* 本文抜粋
遊子谷の七ツ鹿(鹿踊り)−西予市城川町遊子谷−
 西予市の山間に遊子川(ゆすかわ)というところがある。農繁期を過ぎ、城川オリンピックも終わり、村はやわらかな秋の日差しに包まれている。標高200〜500メートル余。家屋や田畑は山腹の高所にある。人口約400人。遊子川はイチョウなど巨樹の村として知られ、近年はトマトのハウス団地が造成されるなど野菜の促成栽培が盛んである。
 遊子川は2地区からなり、その一つが遊子谷(ゆすたに)。深い峡谷沿いを幹道が縫うようにはしり、遊子谷地区の氏神・天満神社が鎮座する。10月23日(日)正午過ぎ、峡谷に笛・太鼓の音がこだまする。天満神社で秋祭りが始まったようだ。
 神殿で神事が斉行されウラヤス舞いの奉納がおわると拝殿前で牛鬼、七ツ鹿、獅子舞などがお祓いを受ける。社の庭では七
ツ鹿が一列になり、両脚を交互に上げ下げし祭神に鹿踊りを奉納。拝殿から2基の神輿が出て祭りの行列が整い、2キロほど先の御旅所に行幸。牛鬼、七ツ鹿、お猿、ダイバン(コウジンサマ、サクガミサマとも)、オタフク、獅子、神輿の行列が棚田がひらけた渓谷沿いの道を行く。牛鬼はブー、ブーと竹法螺を吹きつつ行列を先導。道中、氏子宅の玄関口から角の生えた頭をニューと差し入れる。氏子は家内安全、招福の神がきたと言って牛鬼を歓迎する。午後2時ころ御旅所に到着。祭壇を組み御饌を供え、祭り会場の準備が進む。この間、牛鬼、七ツ鹿は集落内を巡行し、それぞれ氏子宅で牛鬼を練り或いは鹿踊りを舞い、午後2時半ころ御旅所に到着。

データ項目
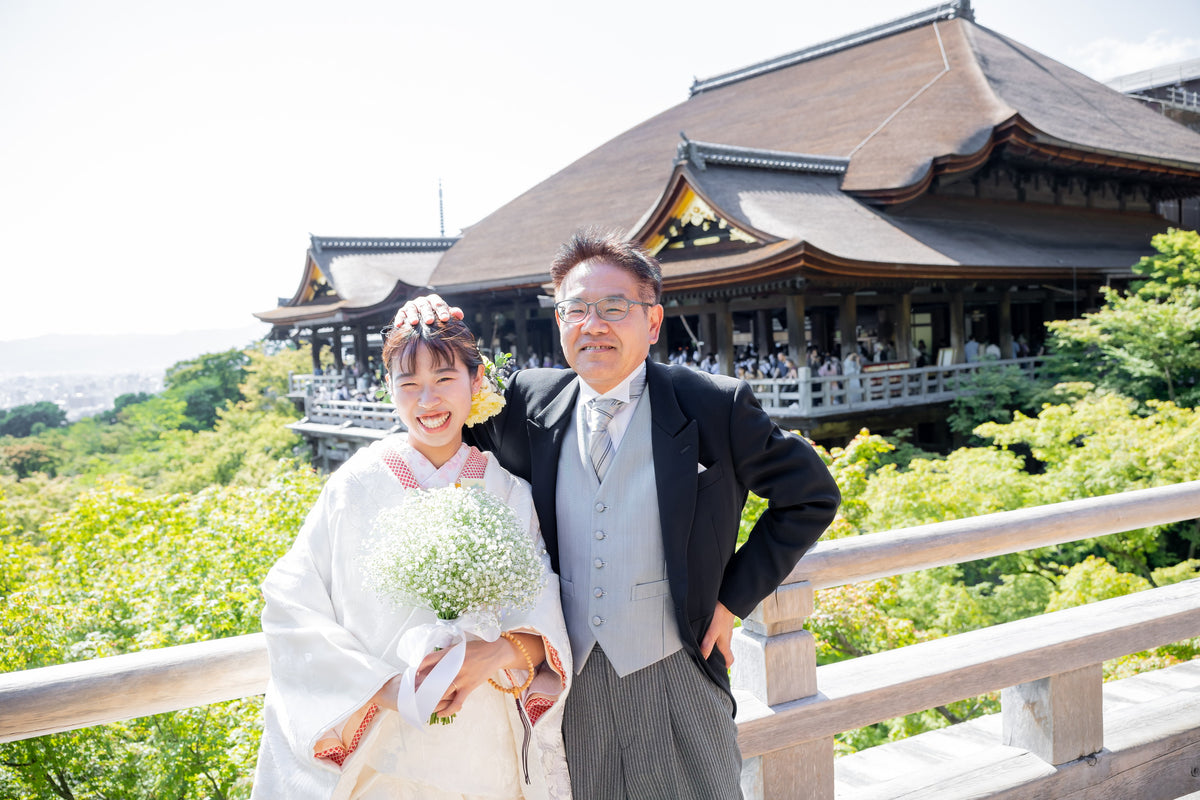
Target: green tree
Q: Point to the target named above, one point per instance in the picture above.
(24, 420)
(124, 570)
(27, 457)
(207, 384)
(1144, 343)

* 練習問題
1. 遊子谷の鹿踊りの本文によると、遊子谷地区の氏神として鎮座している神社は何か。
2. 遊子谷の鹿踊りの本文のうち、「遊子谷の七ツ鹿(鹿踊り)−西予市城川町遊子谷−」から「午後2時半ころ御旅所に到着。」までを、両端の語句も含めて一字一句違えずに書き写しなさい。

* 解答
1. 天満神社

2.
遊子谷の七ツ鹿(鹿踊り)−西予市城川町遊子谷−
 西予市の山間に遊子川(ゆすかわ)というところがある。農繁期を過ぎ、城川オリンピックも終わり、村はやわらかな秋の日差しに包まれている。標高200〜500メートル余。家屋や田畑は山腹の高所にある。人口約400人。遊子川はイチョウなど巨樹の村として知られ、近年はトマトのハウス団地が造成されるなど野菜の促成栽培が盛んである。
 遊子川は2地区からなり、その一つが遊子谷(ゆすたに)。深い峡谷沿いを幹道が縫うようにはしり、遊子谷地区の氏神・天満神社が鎮座する。10月23日(日)正午過ぎ、峡谷に笛・太鼓の音がこだまする。天満神社で秋祭りが始まったようだ。
 神殿で神事が斉行されウラヤス舞いの奉納がおわると拝殿前で牛鬼、七ツ鹿、獅子舞などがお祓いを受ける。社の庭では七
ツ鹿が一列になり、両脚を交互に上げ下げし祭神に鹿踊りを奉納。拝殿から2基の神輿が出て祭りの行列が整い、2キロほど先の御旅所に行幸。牛鬼、七ツ鹿、お猿、ダイバン(コウジンサマ、サクガミサマとも)、オタフク、獅子、神輿の行列が棚田がひらけた渓谷沿いの道を行く。牛鬼はブー、ブーと竹法螺を吹きつつ行列を先導。道中、氏子宅の玄関口から角の生えた頭をニューと差し入れる。氏子は家内安全、招福の神がきたと言って牛鬼を歓迎する。午後2時ころ御旅所に到着。祭壇を組み御饌を供え、祭り会場の準備が進む。この間、牛鬼、七ツ鹿は集落内を巡行し、それぞれ氏子宅で牛鬼を練り或いは鹿踊りを舞い、午後2時半ころ御旅所に到着。